What is expected. Transcribe the data below exactly, but only from the line containing "Where can the sandy" through its final line, both included.

Input material.
※ ※ ※
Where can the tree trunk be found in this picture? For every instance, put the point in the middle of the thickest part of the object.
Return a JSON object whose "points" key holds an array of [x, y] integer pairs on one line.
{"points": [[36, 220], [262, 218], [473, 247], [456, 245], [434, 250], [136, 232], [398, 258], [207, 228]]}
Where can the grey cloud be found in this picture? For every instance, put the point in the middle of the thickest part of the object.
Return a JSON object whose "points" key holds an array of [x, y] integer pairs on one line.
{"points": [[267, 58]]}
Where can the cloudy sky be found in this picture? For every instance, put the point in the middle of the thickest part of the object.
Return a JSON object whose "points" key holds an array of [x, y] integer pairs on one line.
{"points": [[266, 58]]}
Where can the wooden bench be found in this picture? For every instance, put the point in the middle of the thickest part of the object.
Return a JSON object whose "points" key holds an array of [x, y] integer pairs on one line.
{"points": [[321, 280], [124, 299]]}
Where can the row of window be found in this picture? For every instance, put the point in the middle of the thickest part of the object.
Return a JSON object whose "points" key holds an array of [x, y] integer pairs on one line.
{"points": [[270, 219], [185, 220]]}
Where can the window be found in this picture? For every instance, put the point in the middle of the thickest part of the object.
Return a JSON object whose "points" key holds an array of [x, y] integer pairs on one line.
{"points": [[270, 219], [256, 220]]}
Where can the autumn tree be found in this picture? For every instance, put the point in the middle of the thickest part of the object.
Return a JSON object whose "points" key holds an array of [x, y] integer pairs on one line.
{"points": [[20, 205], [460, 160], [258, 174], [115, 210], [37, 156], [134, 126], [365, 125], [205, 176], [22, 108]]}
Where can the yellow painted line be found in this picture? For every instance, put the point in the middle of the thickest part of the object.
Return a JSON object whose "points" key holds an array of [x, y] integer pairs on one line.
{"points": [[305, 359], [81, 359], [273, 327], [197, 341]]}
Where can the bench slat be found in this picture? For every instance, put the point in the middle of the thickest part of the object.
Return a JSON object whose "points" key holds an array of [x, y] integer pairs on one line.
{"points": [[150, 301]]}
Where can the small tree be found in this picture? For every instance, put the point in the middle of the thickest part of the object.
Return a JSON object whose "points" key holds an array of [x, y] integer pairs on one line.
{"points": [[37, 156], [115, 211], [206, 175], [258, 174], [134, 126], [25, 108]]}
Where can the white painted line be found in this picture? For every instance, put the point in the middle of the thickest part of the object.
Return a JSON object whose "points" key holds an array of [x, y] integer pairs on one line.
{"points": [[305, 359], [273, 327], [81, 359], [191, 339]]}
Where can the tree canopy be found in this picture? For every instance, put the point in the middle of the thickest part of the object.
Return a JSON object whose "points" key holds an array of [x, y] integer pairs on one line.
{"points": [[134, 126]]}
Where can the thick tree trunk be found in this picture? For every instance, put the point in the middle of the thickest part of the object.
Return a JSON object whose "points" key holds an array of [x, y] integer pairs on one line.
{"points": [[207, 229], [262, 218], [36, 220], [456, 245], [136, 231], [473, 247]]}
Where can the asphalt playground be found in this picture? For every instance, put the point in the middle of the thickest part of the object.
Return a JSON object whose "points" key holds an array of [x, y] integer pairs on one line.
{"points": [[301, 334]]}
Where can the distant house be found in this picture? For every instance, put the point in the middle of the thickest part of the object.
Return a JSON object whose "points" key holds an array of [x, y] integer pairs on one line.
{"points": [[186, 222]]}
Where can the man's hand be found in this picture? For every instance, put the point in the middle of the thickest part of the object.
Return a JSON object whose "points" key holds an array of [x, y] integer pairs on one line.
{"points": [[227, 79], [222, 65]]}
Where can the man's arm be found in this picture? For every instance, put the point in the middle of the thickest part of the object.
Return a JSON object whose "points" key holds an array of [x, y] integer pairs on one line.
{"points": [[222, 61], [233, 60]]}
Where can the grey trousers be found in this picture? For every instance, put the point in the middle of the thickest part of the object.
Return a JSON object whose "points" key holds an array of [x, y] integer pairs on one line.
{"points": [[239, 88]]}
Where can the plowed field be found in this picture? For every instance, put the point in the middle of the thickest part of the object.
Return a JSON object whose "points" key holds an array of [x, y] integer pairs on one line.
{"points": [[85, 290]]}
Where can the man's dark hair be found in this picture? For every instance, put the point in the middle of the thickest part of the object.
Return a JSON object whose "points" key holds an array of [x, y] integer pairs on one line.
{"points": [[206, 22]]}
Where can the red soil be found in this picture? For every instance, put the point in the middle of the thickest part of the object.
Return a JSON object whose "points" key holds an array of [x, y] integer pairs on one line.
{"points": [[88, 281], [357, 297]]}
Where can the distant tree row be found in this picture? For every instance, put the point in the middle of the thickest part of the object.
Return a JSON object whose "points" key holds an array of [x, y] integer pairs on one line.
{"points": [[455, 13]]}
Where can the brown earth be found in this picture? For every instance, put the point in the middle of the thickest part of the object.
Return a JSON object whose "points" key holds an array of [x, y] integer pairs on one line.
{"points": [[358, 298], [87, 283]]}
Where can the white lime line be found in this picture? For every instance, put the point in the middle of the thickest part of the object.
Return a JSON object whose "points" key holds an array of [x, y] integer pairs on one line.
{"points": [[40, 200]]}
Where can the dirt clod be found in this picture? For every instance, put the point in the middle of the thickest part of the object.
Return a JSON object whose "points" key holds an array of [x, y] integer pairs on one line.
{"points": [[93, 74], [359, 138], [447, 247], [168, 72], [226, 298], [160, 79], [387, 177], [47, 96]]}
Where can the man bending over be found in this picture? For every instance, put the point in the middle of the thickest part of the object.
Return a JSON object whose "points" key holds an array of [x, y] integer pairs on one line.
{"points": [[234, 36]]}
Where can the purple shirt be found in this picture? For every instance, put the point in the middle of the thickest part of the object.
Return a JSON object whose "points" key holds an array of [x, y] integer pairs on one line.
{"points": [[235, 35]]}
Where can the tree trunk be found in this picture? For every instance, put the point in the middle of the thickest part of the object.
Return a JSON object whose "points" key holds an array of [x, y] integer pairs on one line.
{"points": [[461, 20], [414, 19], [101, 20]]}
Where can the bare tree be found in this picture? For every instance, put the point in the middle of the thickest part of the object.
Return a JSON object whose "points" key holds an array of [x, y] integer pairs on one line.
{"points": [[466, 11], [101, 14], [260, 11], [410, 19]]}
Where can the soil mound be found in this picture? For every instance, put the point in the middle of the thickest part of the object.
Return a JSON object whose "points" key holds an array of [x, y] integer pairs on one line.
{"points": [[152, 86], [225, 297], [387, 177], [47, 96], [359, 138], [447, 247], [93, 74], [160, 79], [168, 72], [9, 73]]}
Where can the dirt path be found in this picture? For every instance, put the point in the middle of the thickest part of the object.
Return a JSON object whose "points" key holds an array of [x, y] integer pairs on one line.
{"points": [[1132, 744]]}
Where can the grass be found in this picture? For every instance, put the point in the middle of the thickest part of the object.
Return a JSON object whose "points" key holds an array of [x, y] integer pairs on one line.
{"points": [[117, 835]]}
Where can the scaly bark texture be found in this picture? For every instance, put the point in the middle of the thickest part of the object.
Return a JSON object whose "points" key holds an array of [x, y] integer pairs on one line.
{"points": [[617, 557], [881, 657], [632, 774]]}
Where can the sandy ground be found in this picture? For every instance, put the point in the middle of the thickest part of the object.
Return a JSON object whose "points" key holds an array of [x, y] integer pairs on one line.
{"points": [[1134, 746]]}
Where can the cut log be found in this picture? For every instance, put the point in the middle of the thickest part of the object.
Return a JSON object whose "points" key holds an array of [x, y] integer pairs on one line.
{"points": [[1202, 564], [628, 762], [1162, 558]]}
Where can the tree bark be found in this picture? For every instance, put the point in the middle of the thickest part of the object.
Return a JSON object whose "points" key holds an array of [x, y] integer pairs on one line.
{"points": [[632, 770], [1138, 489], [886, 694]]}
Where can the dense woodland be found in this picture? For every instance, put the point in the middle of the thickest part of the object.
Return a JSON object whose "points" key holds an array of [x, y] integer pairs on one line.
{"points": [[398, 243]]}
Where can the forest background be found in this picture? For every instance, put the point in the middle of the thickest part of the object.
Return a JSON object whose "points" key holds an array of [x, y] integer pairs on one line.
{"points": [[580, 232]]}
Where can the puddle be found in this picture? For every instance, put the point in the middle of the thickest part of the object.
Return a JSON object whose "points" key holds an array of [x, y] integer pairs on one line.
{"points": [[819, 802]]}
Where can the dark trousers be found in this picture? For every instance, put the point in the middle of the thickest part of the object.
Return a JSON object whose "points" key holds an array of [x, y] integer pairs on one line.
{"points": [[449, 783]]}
※ ※ ※
Response box.
Where can the sandy ground be found in this picture? For every instance, put the point in the middle of the thickest part of the object.
Return a JSON object whose "points" key holds an array of [x, y] integer pairs on one line.
{"points": [[1134, 746]]}
Where can the cut log be found in this picture? For every instance, put the point in the middle of the thickest part of the object.
Return a JSON object whose "points" key holds an array of [x, y] integer pairs on one line.
{"points": [[1202, 564], [628, 762], [1162, 558]]}
Where can the tree bark be found in this picture? For every instance, put the point in the middle of the thickest part of the object.
Return a JSON object whose "points" key holds an array of [x, y] integer pairs on one line.
{"points": [[632, 770], [1138, 489], [886, 694]]}
Where can the dense woodland be found in this picture? For every instance, put the point in the middle of the thickest part of the object.
Return a JSON object whose "points" key holds an array of [x, y] integer pairs on one line.
{"points": [[398, 243]]}
Where can the forest background be found in this picture? For every instance, put the point in the middle of the thickest part of the object.
Return a JSON object whose "points" key holds an array of [x, y] integer pairs on one line.
{"points": [[580, 232]]}
Where can the puddle be found in this picture? For every instance, put the point in the middle of the thickest part of the object.
Return a JSON object whose "points" key holds an array of [x, y] integer pairs on one line.
{"points": [[819, 802]]}
Where can the dark trousers be found in this picture? For every instance, put the point in the middle of the thickest part of the object.
Return a JSON object whose "points" key holds an array of [x, y] integer pairs on one line.
{"points": [[449, 783]]}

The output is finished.